● **SELECTED EXTRACT**
View Full Version : Problems in relationships
BurntToast
May 12th, 2019, 10:21 PM
I was sexually abused when I was a child, and so I have issues with being touched and trusting people. It’s really bad when it comes to relationships. In all my relationships I have been described as distant and cold. I don’t like giving hugs and being cuddled and I don’t like kisses and being touched on my body and I don’t like expressing my feelings and opening up. I guess when I think about it there’s no point in me being in a relationship if I can’t do those things, right?
I feel angry about it. Because I want to be open and touchy but all of me is saying NO. I don’t want to change, I feel like I’ll be vulnerable and then I’ll be used all over again. I just want to feel safe and out of reach of being controlled and taken advantage of. But it’s like if I don’t change then I’ll never be happy in relationships. And currently I’m with this guy who is amazing but I can feel us not working out because of me.
I wonder if anyone else has the same problem? Or at least some advice?

(Records from a dataset)
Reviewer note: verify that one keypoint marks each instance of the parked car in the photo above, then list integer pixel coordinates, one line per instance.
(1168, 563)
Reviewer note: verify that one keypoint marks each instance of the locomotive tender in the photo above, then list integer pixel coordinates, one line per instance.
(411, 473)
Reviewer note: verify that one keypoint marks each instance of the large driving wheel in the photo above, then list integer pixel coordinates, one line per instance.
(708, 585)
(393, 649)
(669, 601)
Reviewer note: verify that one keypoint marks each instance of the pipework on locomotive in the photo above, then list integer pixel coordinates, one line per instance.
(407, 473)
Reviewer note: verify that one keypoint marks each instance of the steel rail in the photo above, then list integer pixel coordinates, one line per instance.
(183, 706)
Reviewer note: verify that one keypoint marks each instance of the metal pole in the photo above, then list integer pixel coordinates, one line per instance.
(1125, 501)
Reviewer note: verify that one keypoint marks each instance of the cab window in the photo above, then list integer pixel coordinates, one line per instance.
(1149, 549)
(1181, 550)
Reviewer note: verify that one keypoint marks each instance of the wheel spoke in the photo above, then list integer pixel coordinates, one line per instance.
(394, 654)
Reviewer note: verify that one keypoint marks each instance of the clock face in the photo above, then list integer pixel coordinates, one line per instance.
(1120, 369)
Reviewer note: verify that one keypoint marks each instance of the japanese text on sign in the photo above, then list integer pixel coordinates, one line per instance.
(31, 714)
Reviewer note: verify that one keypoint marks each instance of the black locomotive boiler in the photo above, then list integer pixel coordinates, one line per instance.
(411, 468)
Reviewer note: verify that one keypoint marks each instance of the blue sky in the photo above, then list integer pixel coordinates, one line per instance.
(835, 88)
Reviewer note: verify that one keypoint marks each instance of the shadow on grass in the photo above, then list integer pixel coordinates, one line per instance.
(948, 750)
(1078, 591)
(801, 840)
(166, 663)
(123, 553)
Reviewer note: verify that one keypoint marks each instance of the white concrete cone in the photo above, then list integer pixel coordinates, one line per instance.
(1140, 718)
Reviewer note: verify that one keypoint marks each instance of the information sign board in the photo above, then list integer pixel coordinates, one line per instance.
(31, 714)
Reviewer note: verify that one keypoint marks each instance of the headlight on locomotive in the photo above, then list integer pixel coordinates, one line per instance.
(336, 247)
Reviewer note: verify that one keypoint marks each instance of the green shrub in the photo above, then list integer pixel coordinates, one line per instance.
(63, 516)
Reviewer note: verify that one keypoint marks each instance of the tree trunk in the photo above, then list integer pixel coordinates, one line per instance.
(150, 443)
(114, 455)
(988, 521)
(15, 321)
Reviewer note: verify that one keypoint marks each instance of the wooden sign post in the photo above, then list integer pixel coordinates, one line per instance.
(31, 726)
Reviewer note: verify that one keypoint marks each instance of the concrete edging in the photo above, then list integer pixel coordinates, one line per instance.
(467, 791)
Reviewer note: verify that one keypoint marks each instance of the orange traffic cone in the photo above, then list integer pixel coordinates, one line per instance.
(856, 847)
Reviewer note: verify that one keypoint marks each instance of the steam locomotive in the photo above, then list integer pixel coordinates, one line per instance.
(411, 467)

● **WHAT TO WORK ON**
According to the forum post, how has the poster been described in all of their relationships?

● **SOLUTION TO THE EXERCISE**
Distant and cold.